RECORD EXTRACTS:
*** Begin section ***

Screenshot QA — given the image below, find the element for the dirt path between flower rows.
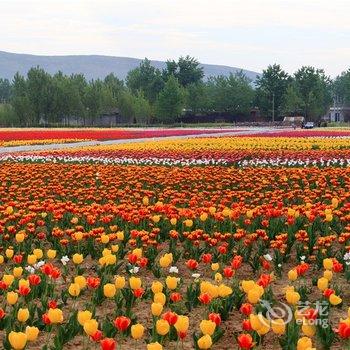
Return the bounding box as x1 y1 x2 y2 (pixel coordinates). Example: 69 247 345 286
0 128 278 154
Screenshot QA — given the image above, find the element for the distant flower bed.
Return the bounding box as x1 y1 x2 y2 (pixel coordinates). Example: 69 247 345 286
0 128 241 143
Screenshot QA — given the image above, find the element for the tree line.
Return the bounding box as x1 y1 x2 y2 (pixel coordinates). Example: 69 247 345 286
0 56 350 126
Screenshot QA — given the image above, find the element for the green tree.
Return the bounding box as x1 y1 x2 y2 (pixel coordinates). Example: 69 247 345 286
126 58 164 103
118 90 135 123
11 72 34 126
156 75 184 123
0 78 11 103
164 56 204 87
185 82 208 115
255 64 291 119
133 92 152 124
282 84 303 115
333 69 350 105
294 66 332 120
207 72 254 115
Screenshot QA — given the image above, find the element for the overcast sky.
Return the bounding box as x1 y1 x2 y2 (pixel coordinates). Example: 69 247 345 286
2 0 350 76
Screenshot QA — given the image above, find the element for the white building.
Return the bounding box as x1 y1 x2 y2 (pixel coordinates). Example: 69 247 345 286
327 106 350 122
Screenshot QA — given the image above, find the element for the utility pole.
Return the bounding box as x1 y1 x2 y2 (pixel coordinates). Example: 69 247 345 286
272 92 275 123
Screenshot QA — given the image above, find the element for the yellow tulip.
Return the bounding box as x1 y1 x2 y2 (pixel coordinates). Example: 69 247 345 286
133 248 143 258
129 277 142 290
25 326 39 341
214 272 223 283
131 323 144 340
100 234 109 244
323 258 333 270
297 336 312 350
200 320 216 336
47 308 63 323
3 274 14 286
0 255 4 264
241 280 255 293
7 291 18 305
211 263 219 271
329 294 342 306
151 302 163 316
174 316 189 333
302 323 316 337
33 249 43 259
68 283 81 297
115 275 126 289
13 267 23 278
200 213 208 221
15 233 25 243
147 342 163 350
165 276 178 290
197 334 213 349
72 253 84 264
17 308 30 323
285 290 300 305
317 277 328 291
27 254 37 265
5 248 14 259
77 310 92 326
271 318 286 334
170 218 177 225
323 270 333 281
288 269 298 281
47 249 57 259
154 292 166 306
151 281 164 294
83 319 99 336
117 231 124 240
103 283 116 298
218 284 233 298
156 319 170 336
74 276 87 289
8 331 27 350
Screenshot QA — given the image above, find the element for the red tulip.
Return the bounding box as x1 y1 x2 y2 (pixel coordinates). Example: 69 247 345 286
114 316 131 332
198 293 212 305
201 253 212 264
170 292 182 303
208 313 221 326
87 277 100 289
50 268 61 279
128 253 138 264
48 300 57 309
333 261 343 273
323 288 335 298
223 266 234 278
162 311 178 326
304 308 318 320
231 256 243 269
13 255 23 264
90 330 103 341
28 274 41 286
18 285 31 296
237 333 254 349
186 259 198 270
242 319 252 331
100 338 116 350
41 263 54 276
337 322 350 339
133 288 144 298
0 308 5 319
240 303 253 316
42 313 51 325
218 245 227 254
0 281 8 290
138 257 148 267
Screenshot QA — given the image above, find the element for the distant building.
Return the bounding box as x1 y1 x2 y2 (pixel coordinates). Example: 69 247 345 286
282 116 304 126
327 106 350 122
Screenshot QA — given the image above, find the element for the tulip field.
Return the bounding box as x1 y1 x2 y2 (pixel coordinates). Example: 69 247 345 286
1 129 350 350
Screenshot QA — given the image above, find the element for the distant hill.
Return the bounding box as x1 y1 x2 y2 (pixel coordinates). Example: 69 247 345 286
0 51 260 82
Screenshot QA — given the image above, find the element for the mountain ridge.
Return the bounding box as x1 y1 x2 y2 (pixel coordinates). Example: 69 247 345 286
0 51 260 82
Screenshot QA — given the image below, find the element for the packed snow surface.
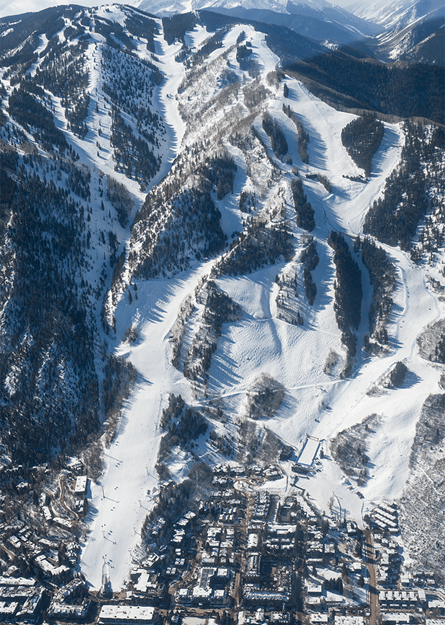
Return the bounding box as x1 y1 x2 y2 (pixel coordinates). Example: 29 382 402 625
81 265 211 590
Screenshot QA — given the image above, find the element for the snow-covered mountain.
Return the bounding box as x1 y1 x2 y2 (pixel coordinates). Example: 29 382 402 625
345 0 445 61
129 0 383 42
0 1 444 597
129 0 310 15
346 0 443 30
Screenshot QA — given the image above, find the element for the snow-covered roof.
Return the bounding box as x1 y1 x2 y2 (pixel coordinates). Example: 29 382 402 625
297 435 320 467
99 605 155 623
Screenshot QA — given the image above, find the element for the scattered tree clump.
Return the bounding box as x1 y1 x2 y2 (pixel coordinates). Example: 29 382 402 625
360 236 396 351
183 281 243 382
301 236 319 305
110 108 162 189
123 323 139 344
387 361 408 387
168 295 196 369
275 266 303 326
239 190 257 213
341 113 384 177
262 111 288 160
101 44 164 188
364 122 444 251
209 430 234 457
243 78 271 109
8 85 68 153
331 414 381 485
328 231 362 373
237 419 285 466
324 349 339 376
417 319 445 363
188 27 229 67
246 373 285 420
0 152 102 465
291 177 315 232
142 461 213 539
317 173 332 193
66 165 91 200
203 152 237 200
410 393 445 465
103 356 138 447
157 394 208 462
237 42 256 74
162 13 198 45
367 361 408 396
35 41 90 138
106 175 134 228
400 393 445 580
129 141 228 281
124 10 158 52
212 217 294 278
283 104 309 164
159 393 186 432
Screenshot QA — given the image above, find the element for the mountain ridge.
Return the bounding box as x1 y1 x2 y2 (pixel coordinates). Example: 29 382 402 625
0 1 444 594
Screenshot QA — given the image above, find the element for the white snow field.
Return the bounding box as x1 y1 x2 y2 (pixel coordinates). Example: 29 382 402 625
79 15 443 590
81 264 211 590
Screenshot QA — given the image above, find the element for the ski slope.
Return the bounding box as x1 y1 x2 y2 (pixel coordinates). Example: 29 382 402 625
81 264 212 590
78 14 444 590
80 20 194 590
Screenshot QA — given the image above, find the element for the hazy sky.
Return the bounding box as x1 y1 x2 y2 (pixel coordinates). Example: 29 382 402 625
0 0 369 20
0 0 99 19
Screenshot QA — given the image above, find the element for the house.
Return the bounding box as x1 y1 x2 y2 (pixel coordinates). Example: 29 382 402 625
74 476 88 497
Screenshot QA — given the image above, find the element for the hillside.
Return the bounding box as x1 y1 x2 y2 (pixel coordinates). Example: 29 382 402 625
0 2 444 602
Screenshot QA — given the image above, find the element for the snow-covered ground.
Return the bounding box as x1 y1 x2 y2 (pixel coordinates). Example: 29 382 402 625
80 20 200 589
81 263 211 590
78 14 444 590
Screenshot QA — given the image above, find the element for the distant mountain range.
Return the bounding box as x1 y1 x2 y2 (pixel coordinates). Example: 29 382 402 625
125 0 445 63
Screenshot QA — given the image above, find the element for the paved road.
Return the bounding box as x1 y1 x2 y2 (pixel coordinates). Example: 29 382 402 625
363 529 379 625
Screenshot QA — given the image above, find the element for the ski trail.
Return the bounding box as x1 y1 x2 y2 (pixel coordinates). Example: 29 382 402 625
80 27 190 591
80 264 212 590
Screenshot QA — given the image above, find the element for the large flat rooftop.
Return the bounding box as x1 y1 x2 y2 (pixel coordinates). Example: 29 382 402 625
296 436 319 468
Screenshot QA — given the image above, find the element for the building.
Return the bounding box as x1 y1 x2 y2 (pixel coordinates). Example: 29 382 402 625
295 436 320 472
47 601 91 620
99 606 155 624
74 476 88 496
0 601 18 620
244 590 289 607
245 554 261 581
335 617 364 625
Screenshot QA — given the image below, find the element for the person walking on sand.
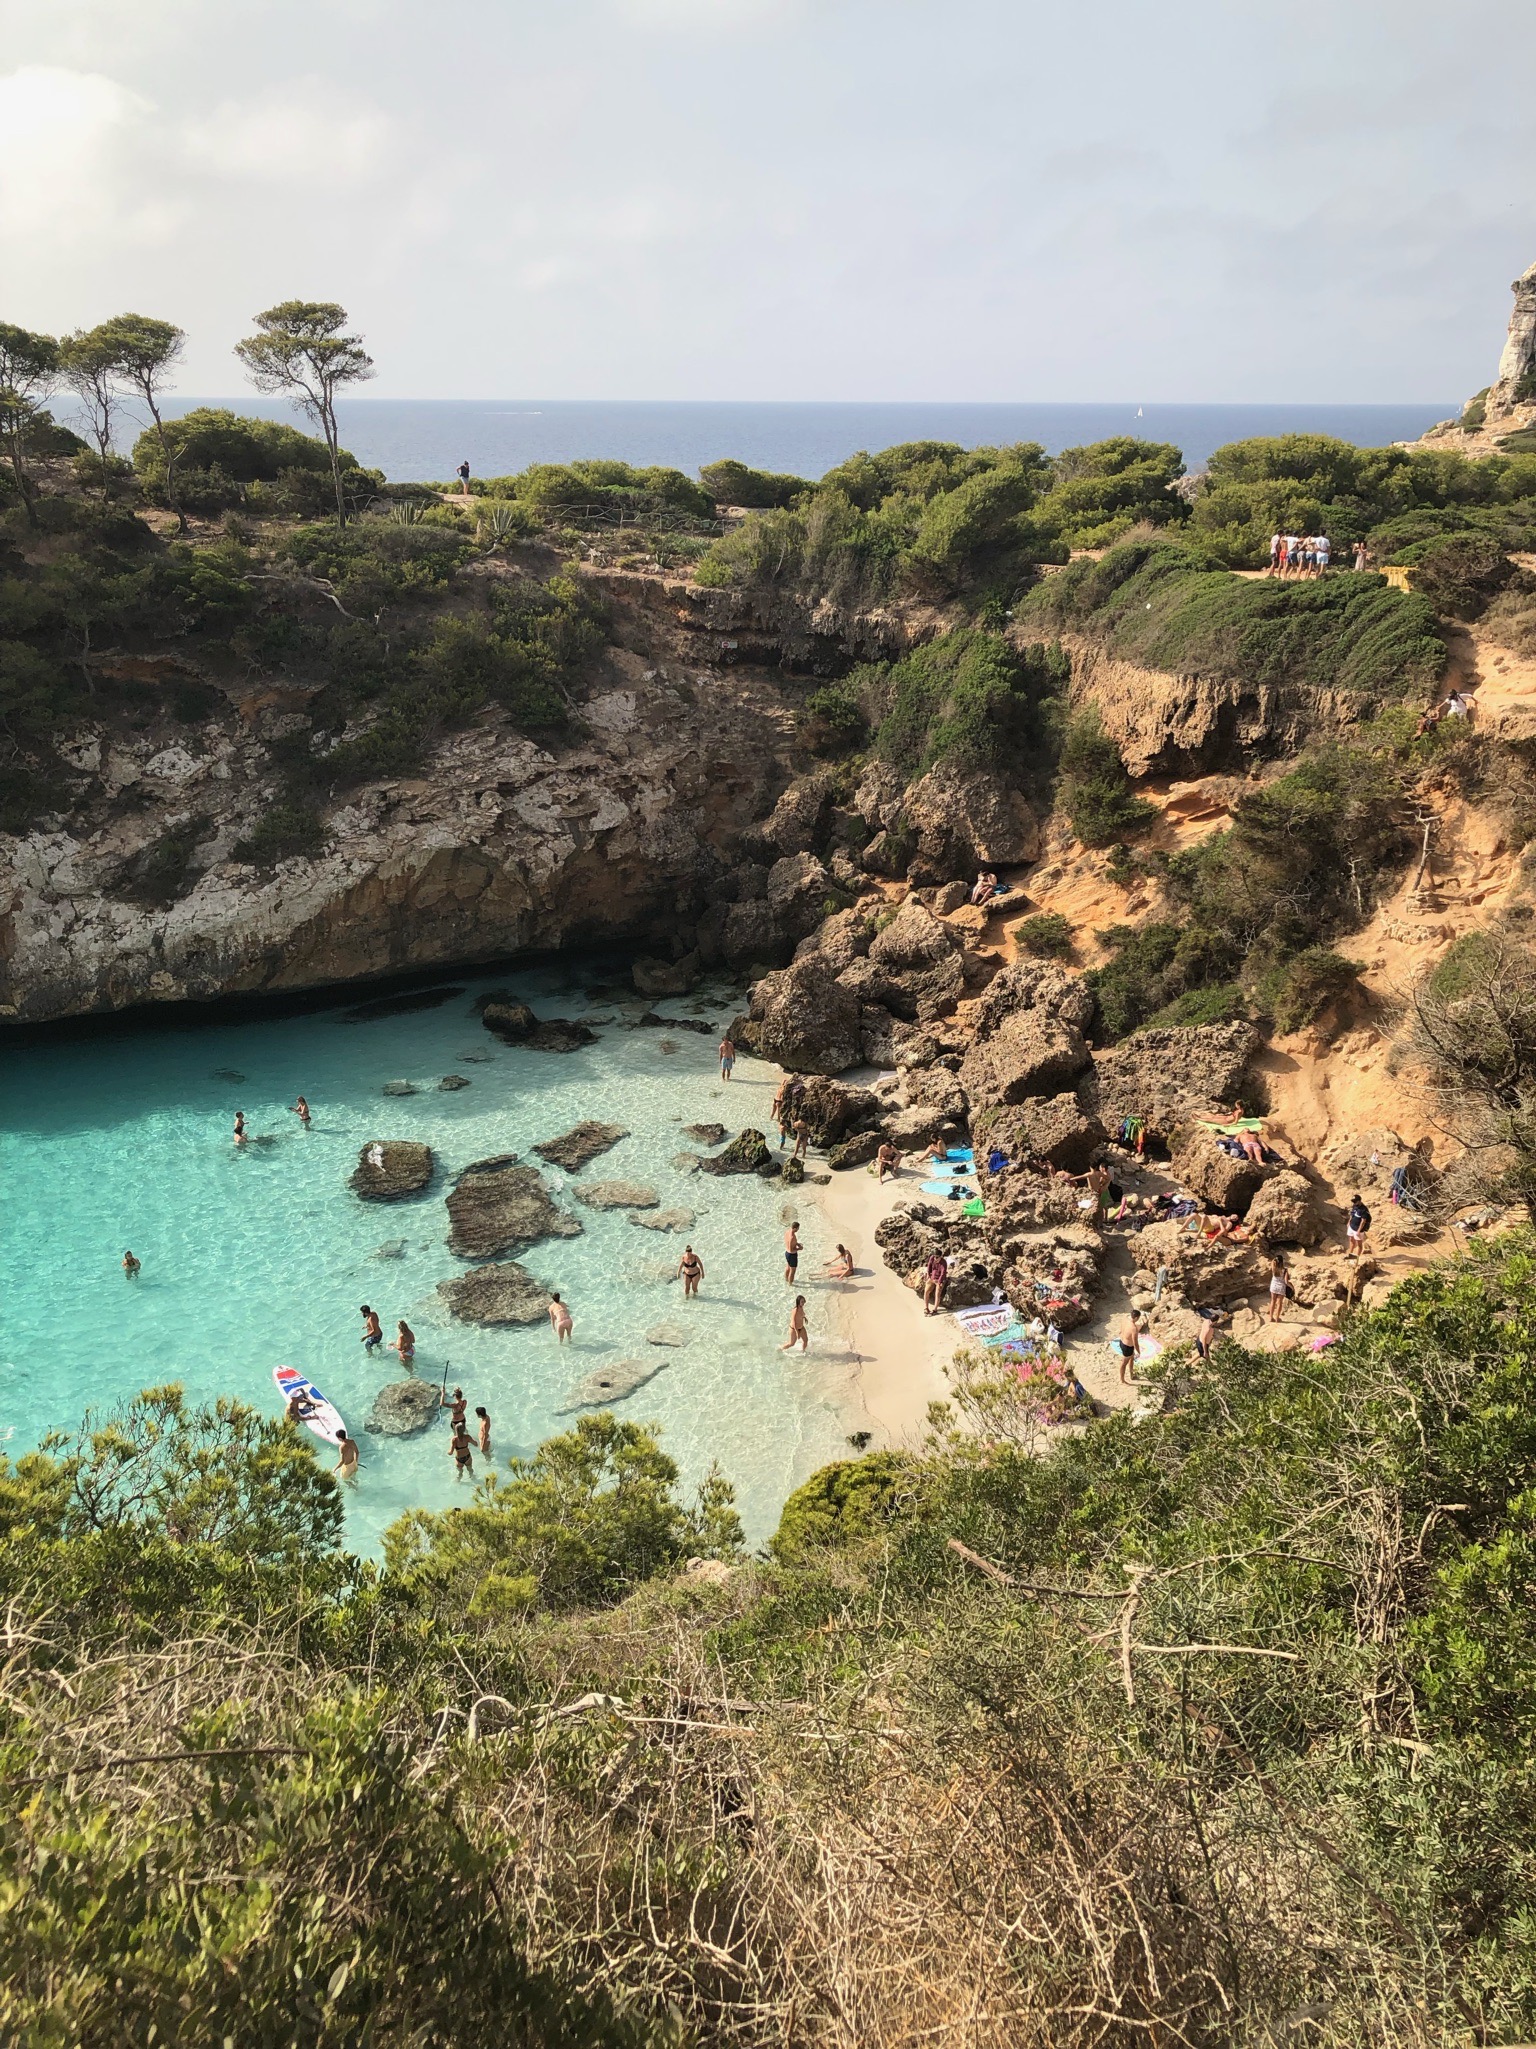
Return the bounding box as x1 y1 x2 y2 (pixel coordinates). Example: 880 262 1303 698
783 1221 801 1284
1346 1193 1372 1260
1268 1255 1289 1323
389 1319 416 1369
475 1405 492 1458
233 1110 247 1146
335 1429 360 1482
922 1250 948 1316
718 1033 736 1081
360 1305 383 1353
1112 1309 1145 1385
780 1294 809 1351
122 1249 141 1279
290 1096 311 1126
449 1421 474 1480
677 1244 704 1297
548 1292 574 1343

*** End section ***

TASK TO CARRY OUT: Look above for the line with "the distant building." and the line with "the tulip field.". Write out those two lines and all the lines between them, exactly, and no others.

PROBLEM SOLUTION:
Screenshot QA — given the image above, find the element for the distant building.
Return the bounding box as x1 y1 x2 y2 (pixel coordinates). Example: 69 247 345 286
282 116 304 126
327 106 350 122
Screenshot QA — given the image above, find the element for the tulip field.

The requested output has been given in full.